LE RAVIN DE HEURTEBISE de Bernard Totot. Editions Le Manuscrit, 2006. 171 pages.
Le titre de ce roman évoque un lieu sauvage et perdu mais l’explication nous est donnée dès les premières pages. En fait c’est un coin des Ardennes apprécié des sangliers, un refuge où la laie Rouf se sent en sécurité avec ses sept petits marcassins : « (...) sous les longues chaînes de clématites enchevêtrées qui pendaient des grands sapins. Elle avait le gîte et le couvert tout près : une coulée conduisait directement au champ de maïs et à l’eau fraîche du ruisseau voisin. » Les chasseurs ardennais n’ignorent rien des habitudes de l’animal emblématique de leur département. Rouf, quant à elle, sait bien qu’il faut se méfier des hommes et des chiens. La suite des événements lui donnera raison quoique le chasseur ne soit pas forcément conforme à l’image reçue.
Bernard Totot a été instituteur et directeur de l’école de Raucourt dans les Ardennes. Chasseur et pêcheur respectueux de la nature, il est également taxidermiste. LE RAVIN DE HEURTEBISE fait songer aux romans de Louis Pergaud ou de Maurice Genevoix. A la page 68, Antoine, sauveur du cochon sauvage justement, est d’ailleurs comparé à Raboliot.
Nous sommes donc plongés au cœur de la nature ardennaise présente dès le titre, au cœur d’une forêt brusquement ravagée par la tempête du siècle dernier obligeant les animaux à contourner le fatras indescriptible des arbres déracinés pour trouver leur nourriture et s’abreuver. Les petits marcassins de Rouf ne survivent pas mais Roufy, issu d’une autre portée est élevé à la ferme d’Antoine où se déroule l’essentiel des événements.

###

:: CONSIGNE ::
Recopiez à l'identique, dans la critique de roman ci-dessus, tout le passage depuis « Nous sommes donc » jusqu'à « l’essentiel des événements. ». Les enregistrements ci-dessous proviennent d'une autre source.

###

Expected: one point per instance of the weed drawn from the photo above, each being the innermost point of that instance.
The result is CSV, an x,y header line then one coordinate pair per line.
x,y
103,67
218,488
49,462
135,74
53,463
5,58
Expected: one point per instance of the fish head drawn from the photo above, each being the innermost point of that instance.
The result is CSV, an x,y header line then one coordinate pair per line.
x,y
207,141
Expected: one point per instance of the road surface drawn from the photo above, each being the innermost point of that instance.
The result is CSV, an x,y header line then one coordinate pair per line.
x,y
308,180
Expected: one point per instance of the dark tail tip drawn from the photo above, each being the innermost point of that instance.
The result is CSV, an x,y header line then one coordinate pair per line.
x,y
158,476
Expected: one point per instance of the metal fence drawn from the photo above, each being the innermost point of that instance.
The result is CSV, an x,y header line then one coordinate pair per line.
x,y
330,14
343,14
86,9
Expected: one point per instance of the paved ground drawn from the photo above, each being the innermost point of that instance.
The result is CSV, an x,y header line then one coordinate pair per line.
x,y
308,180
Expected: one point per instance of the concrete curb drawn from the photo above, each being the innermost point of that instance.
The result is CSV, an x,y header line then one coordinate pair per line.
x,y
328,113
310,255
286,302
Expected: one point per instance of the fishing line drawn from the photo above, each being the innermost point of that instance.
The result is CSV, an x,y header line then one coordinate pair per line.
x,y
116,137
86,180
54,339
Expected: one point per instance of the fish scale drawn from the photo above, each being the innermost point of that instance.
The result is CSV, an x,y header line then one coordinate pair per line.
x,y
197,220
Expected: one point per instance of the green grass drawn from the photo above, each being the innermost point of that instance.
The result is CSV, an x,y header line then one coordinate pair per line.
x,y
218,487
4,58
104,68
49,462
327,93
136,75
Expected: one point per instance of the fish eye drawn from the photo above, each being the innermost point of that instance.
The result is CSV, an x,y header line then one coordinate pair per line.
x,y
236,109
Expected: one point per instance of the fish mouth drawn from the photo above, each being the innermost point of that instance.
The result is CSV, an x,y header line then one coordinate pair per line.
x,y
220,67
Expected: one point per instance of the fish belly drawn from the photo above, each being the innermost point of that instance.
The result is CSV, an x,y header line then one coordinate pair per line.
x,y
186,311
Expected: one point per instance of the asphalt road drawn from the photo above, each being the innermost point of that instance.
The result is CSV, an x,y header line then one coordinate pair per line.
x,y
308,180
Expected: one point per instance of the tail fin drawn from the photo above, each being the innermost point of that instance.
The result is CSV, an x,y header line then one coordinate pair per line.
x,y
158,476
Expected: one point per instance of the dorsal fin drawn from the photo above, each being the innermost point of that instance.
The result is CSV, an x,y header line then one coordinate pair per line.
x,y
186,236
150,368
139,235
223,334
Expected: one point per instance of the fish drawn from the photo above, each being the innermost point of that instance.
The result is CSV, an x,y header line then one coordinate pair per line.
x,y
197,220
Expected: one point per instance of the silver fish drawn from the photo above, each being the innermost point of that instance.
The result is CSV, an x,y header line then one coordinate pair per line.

###

:: RÉSULTAT ::
Nous sommes donc plongés au cœur de la nature ardennaise présente dès le titre, au cœur d’une forêt brusquement ravagée par la tempête du siècle dernier obligeant les animaux à contourner le fatras indescriptible des arbres déracinés pour trouver leur nourriture et s’abreuver. Les petits marcassins de Rouf ne survivent pas mais Roufy, issu d’une autre portée est élevé à la ferme d’Antoine où se déroule l’essentiel des événements.